SHORT EXERCISE 1
In the article on the Malcolm X investigation, what role did Ray Wood hold in the 1960s?
SHORT EXERCISE 2
Pick up the article on the Malcolm X investigation after its final line and extend it.

SELECTION
○ ○ ○

Ilyasah Shabazz Calls For New Investigation In FBI-Linked Murder Of Malcolm X

Ilyasah Shabazz Calls For New Investigation In FBI-Linked Murder Of Malcolm X

Ilyasah Shabazz
Ilyasah Shabazz Calls For New Investigation In FBI-Linked Murder Of Malcolm X. In this photo, three of Malcolm X daughters Qubiliah Shabazz, left, Ilyasah Shabazz, center, and Gamilah Shabazz, right, address a press conference where a letter, believed to be a confession from former NYPD officer Ray Wood, was revealed, Saturday Feb. 20, 2021, at the Malcolm X and Dr. Betty Shabazz center in New York. Wood, an undercover NYPD officer in the 1960s, confessed in a deathbed declaration letter that he conspired with NYPD and the FBI to undermine the legitimacy of Malcolm X and other leaders of the civil rights movement. (AP Photo/Bebeto Matthews)

○ ○ ○

DATASET CONTENT
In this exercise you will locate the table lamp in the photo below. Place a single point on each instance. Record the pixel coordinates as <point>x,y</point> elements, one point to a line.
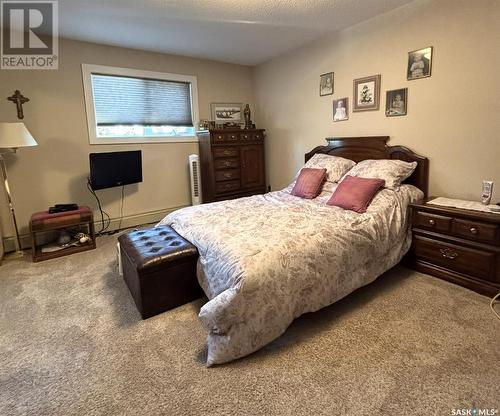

○ ○ ○

TASK OUTPUT 1
He was an undercover NYPD officer.

TASK OUTPUT 2
Malcolm X’s daughter, Ilyasah Shabazz, is calling for a new investigation into her father’s death after the deathbed confession of a former New York police officer who admitted to conspiring with the FBI to kill the legendary civil rights activist.

“Absolutely, we want the truth uncovered and if it’s the Manhattan District Attorney, the United States Congress, we would like them to do a thorough investigation on the assassination of our father, Malcolm X,” Shabazz said in an interview with Democracy Now.

Ilyasah Shabazz did the interview days after she and two of her sisters, Qubilah Bahiyah Shabazz and Gamilah Shabazz, stood with famed civil rights attorney Benjamin Crump on Feb. 20 at The Shabazz Center – the former Audubon Ballroom where Malcolm X was gunned down during a speech – with a “full confession” from late retired NYPD officer Raymond Wood. The letter detailed Wood’s participation in Malcolm’s death.

In a letter dated Jan 25, 2011, Wood, a Black man, said he was working undercover from April 1964 to May 1971 when he “participated in actions that in hindsight were deplorable and detrimental to the advancement of my own black people.”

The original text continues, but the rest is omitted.